[Dataset excerpts]
◆ ◆ ◆ ◆ ◆ ◆ ◆
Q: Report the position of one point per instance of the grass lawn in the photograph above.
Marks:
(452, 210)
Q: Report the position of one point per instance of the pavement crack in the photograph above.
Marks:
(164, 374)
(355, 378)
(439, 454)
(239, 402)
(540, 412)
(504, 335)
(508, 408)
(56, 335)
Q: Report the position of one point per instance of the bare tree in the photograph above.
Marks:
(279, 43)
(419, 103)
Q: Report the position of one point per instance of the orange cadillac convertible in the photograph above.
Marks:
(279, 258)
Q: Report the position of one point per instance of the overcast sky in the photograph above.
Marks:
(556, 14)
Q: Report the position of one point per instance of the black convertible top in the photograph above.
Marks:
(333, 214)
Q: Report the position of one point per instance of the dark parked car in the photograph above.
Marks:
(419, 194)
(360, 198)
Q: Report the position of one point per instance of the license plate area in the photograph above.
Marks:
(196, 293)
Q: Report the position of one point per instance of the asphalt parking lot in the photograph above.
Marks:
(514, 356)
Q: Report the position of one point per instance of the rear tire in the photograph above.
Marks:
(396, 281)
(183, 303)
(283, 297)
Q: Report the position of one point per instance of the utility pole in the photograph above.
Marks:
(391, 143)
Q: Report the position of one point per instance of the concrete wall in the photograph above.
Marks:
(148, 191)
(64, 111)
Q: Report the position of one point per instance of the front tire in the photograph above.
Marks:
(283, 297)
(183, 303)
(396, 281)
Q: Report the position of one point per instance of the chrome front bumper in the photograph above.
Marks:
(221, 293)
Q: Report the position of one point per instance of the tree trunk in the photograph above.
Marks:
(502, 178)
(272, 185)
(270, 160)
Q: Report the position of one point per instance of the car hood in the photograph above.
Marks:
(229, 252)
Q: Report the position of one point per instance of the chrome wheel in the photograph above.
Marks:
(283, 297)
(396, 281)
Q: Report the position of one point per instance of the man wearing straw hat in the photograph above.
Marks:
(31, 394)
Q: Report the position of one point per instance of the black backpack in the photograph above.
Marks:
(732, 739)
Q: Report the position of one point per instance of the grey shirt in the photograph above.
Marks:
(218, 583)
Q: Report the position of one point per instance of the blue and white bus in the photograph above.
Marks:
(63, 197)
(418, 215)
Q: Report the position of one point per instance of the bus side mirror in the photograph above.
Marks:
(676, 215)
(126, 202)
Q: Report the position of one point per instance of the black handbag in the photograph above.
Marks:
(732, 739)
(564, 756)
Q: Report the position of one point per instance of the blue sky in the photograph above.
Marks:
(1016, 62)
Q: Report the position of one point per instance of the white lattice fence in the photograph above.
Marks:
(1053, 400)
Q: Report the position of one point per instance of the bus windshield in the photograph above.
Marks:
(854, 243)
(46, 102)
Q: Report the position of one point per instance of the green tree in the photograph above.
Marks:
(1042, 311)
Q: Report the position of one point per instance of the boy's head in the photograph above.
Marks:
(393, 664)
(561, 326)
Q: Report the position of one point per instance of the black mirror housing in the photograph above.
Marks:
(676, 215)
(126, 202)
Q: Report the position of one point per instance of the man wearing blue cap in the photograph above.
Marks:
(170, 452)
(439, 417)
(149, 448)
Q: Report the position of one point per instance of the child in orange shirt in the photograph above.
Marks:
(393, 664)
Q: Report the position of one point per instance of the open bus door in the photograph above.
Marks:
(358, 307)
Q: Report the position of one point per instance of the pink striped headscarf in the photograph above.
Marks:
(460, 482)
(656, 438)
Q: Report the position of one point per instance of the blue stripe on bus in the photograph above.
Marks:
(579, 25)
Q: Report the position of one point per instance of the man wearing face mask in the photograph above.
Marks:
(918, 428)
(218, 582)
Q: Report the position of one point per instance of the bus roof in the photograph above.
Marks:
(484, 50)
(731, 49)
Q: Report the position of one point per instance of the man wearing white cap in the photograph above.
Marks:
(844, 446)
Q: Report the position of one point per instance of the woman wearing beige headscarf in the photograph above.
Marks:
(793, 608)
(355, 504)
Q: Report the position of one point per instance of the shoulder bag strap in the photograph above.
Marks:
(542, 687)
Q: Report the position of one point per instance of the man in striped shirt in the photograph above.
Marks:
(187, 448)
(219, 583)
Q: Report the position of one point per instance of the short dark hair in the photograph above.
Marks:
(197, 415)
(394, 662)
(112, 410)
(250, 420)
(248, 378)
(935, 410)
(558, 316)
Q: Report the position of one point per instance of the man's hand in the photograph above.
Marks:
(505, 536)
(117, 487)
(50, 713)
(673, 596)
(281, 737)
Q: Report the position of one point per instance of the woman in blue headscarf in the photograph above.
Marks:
◆ ◆ ◆ ◆ ◆ ◆ ◆
_What you have to do_: Looking over the records, find each line with the word "convertible" and copy it.

_Output of the task_:
Q: Report the position of one point per instance of the orange cadillac convertible in the photograph above.
Q: Report the position of one point per instance of the black convertible top in the photograph above.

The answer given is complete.